*Extrait source:*

Le site Enquête & Débat a organisé le 3 mars un débat entre Alain Cotta (économiste, essayiste) et Yvan Blot (ancien député, haut fonctionnaire) sur le thème : la démocratie directe existe-t-elle ? C’est l’occasion pour eux de voir dans quels pays celle-ci est parvenue à se développer, sous quelles conditions elle peut émerger, quelles peuvent être ses limites, et pourquoi elle est inexistante en France.

A l’heure où le monde arabe se réveille, les deux débatteurs nous rappellent en tout cas sans détour ce constat implacable : si nous bénéficions en France, à la différence des régimes qui tombent actuellement, des droits fondamentaux et d’élections non truquées, nous vivons nous aussi (et plus que jamais) en oligarchie. C’est qu’en réalité, la démocratie directe est le seul mode sous lequel puisse se concevoir authentiquement la démocratie. Jean-Jacques Rousseau la théorisait dès 1762 dans le Contrat social, en parlant non pas de démocratie directe, mais de République. Où est donc la "chose publique" lorsque les citoyens n’ont de prise sur elle que le temps des élections ? Le concept de "démocratie représentative" n’est-il pas un piège sémantique, quand le mandat dont jouissent nos dirigeants n’est en rien impératif, et que ces derniers ne sont donc pas tenus de représenter l’opinion du peuple pendant le temps de leur mandat ?

 

Puisque j’ai cité Rousseau, il vaut sans doute mieux lui laisser le dernier mot. Sa légitimité historique et son génie n’ont sans doute pas d’égal pour nous réveiller, et nous appeler à prendre enfin ce pouvoir qui nous revient... et ce sans attendre gentiment qu’on vide notre porte-monnaie, de telle sorte que nous soyons forcés à faire la révolution. Il est d’ailleurs curieux que l’on s’évertue en France à manifester régulièrement pour des causes très définies, en réagissant par à-coups aux réformes de nos dirigeants, sans jamais penser à organiser la manifestation la plus consensuelle et la plus évidente qui soit, et qui éviterait toutes les autres : celle pour le retour effectif du pouvoir au peuple. Alain Cotta et Yvan Blot tentent d’ailleurs d’apporter des éléments de réponse à ce paradoxe.

 

Mais, la parole à Rousseau ai-je dit.

*Segment de données:*
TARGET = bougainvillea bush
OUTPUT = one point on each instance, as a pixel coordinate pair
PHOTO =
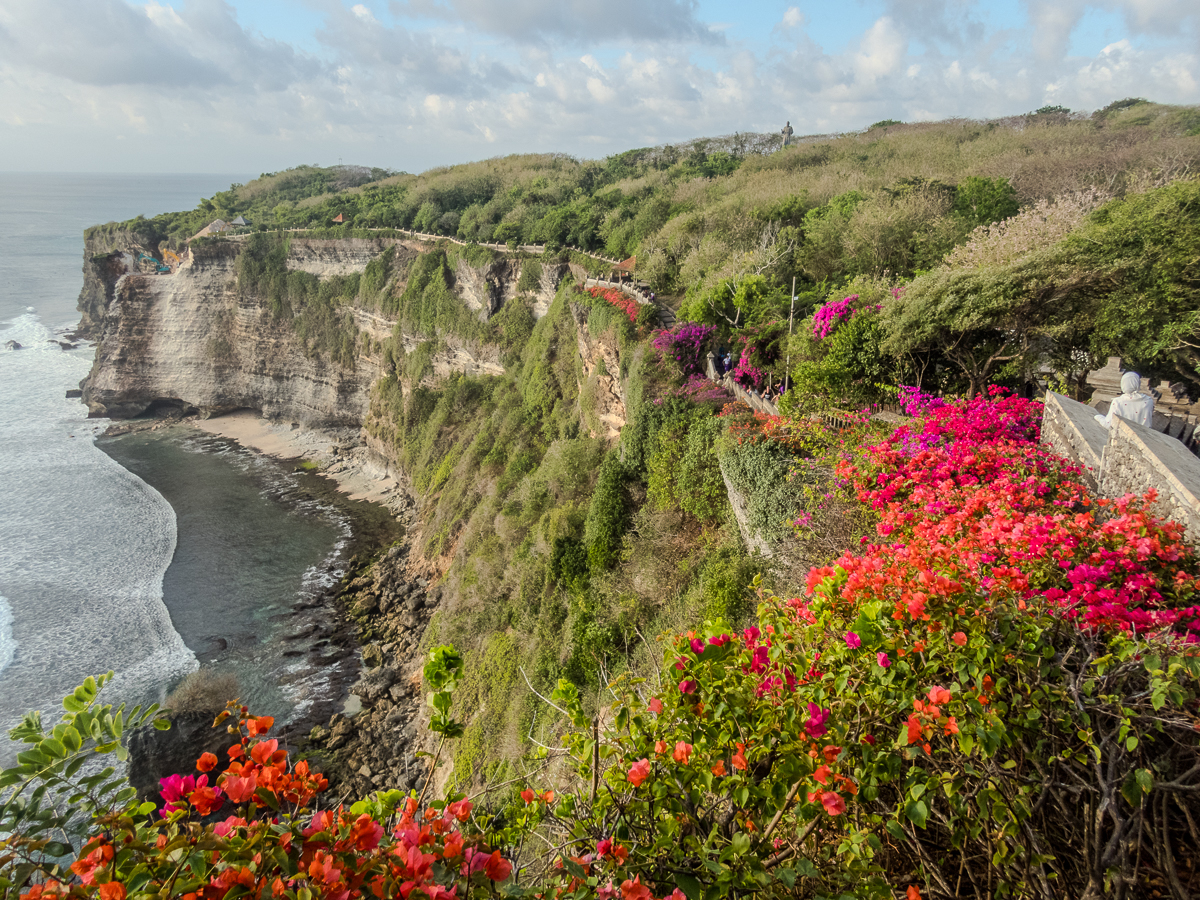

*Consignes:*
1) Recopiez un passage de l'extrait sur la démocratie directe, en commençant aux mots « Le site Enquête » et en vous arrêtant après « inexistante en France. ».
2) D'après l'extrait sur la démocratie directe, en quelle année Rousseau a-t-il théorisé la démocratie dans le Contrat social ?
3) Selon l'extrait sur la démocratie directe, pourquoi vaut-il mieux laisser le dernier mot à Rousseau ? Expliquez-le en une à trois phrases.
La liste n'a aucun lien avec l'extrait.

*Réponses rédigées:*
1)
Le site Enquête & Débat a organisé le 3 mars un débat entre Alain Cotta (économiste, essayiste) et Yvan Blot (ancien député, haut fonctionnaire) sur le thème : la démocratie directe existe-t-elle ? C’est l’occasion pour eux de voir dans quels pays celle-ci est parvenue à se développer, sous quelles conditions elle peut émerger, quelles peuvent être ses limites, et pourquoi elle est inexistante en France.

2) En 1762.

3) Sa légitimité historique et son génie n'ont sans doute pas d'égal pour nous réveiller. Ils peuvent aussi nous appeler à prendre enfin le pouvoir qui nous revient.